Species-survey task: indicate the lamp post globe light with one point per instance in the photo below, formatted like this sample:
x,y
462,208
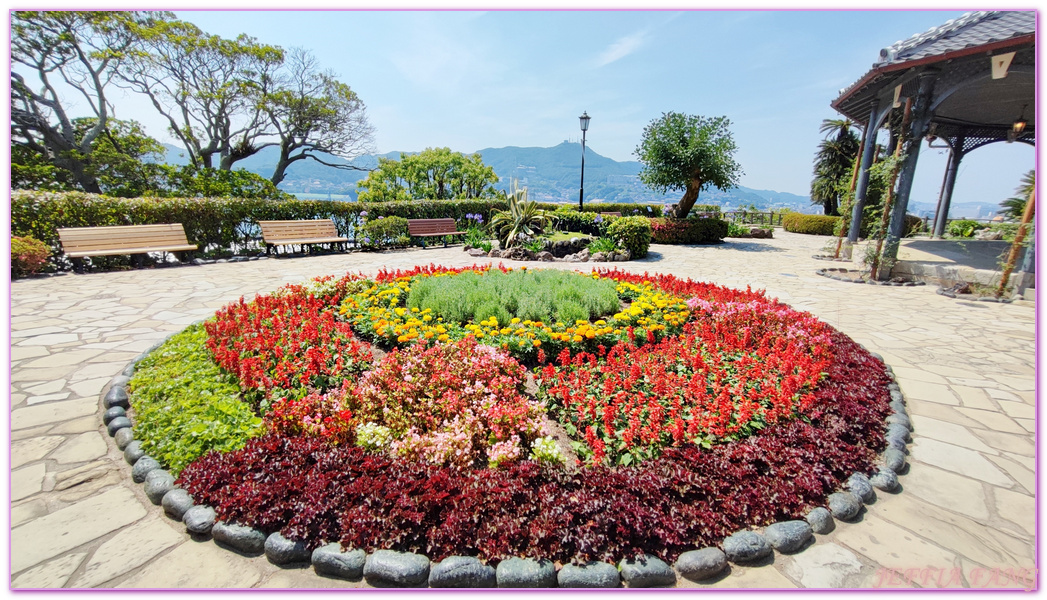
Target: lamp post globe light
x,y
583,119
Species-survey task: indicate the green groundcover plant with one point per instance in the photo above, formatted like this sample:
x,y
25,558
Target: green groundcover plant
x,y
185,405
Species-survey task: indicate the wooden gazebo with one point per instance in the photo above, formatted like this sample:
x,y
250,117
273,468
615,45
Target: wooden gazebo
x,y
970,82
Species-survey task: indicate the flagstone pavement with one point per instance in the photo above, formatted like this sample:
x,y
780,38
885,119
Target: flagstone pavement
x,y
966,515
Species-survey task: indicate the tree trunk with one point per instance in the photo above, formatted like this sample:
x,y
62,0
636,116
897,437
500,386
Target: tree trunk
x,y
79,171
690,197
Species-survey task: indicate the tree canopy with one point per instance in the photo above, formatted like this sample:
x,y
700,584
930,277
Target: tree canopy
x,y
79,49
223,100
206,87
312,112
433,174
689,153
833,164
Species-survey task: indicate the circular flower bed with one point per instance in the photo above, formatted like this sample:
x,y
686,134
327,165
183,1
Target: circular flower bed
x,y
695,410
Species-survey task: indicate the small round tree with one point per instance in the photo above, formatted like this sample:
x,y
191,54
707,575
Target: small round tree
x,y
690,153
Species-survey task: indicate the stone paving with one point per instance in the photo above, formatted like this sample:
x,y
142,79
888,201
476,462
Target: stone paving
x,y
965,518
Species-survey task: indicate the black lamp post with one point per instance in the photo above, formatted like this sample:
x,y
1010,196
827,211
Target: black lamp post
x,y
583,119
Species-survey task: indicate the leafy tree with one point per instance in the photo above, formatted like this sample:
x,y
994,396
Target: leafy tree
x,y
833,164
433,174
1014,208
313,112
124,161
208,88
79,49
690,153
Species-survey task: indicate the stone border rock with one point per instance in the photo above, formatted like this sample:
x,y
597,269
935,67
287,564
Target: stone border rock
x,y
828,272
829,258
972,297
392,569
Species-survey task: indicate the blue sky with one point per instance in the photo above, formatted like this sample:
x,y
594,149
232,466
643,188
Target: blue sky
x,y
473,80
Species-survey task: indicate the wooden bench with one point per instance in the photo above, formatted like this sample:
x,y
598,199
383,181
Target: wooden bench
x,y
299,234
432,227
82,242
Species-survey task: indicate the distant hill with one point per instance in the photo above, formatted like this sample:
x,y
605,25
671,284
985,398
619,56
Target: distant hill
x,y
550,174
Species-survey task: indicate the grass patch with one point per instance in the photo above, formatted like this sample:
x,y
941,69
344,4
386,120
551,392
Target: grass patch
x,y
546,295
185,405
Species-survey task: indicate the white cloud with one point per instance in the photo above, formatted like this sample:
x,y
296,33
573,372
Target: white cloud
x,y
622,47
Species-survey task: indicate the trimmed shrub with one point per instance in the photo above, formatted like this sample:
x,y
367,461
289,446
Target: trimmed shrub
x,y
27,256
565,219
651,210
688,230
964,227
633,234
810,224
383,232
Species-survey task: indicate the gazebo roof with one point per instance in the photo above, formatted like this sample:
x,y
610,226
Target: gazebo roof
x,y
976,28
959,48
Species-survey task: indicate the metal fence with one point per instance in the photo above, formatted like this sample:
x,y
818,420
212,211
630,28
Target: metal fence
x,y
767,219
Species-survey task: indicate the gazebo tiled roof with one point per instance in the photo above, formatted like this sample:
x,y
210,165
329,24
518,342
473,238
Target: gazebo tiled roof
x,y
963,39
966,83
975,28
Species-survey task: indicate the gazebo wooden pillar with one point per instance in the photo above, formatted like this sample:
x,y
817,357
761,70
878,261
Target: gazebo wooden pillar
x,y
971,79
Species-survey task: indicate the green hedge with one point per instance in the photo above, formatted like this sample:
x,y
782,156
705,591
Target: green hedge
x,y
216,223
651,210
688,230
633,234
812,224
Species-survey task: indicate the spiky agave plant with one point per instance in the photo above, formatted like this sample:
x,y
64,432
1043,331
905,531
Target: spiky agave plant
x,y
522,217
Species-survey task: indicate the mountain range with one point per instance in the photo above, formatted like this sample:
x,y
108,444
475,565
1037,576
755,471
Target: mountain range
x,y
550,175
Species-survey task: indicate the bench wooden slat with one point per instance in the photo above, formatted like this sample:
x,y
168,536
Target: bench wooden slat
x,y
110,240
301,232
115,251
423,227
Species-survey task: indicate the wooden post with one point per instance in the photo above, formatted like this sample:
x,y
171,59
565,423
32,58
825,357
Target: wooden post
x,y
890,190
1017,245
858,161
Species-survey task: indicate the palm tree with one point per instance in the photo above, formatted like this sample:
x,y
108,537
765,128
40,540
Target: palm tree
x,y
522,217
1014,208
832,163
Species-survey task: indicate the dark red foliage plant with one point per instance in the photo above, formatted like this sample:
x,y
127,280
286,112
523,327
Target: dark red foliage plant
x,y
687,497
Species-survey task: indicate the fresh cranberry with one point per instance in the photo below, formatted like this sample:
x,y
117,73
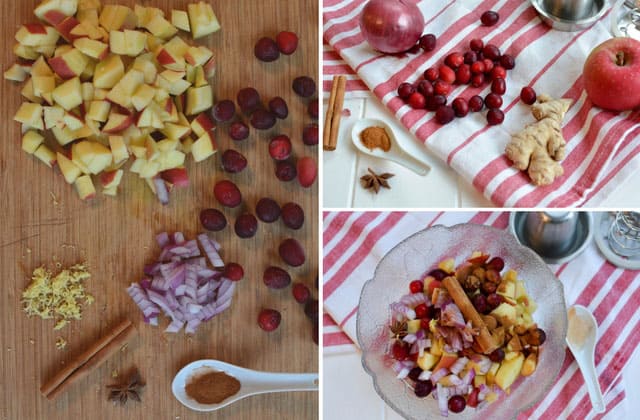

# What is asked
Starting at the line that contains "Species-survey task: indicate the bench" and ending at the last line of the material, rewrite the lines as a Markdown table with the columns Row and Line, one numbered row per line. Leave out blank lines and pictures.

# Exercise response
| Row | Line |
|---|---|
| 1 | Species-survey task: indicate the bench wooden slat with one point per instance in the photo above, formatted like this sample: |
| 2 | x,y |
| 3 | 168,536 |
| 4 | Target: bench wooden slat |
| 5 | x,y |
| 6 | 110,240 |
| 7 | 301,232 |
| 8 | 115,251 |
| 9 | 423,227 |
| 10 | Species-survey task: indicate the wooden post with one point per instance in the photo above, formatted like this sample: |
| 11 | x,y |
| 12 | 171,59 |
| 13 | 565,423 |
| 14 | 32,58 |
| 15 | 825,357 |
| 16 | Target: wooden post |
| 17 | x,y |
| 18 | 890,190 |
| 19 | 1017,245 |
| 20 | 858,161 |
| 21 | Species-survey task: indicate the palm tree with one point per instance in the photo above, formatted like this sample: |
| 22 | x,y |
| 23 | 108,537 |
| 24 | 765,128 |
| 25 | 40,540 |
| 26 | Target: palm tree |
| 27 | x,y |
| 28 | 522,217 |
| 29 | 1014,208 |
| 30 | 832,163 |
| 31 | Species-survey task: indicate the dark red foliage plant with one point per instance in the photo above, formatted like this sample: |
| 32 | x,y |
| 33 | 127,280 |
| 34 | 286,112 |
| 35 | 523,327 |
| 36 | Target: dark red foliage plant |
| 37 | x,y |
| 38 | 687,497 |
| 39 | Species-survey task: indicate the fresh cranberry with one point per instance in the photo below, formatted like this sample: |
| 40 | x,y |
| 41 | 117,73 |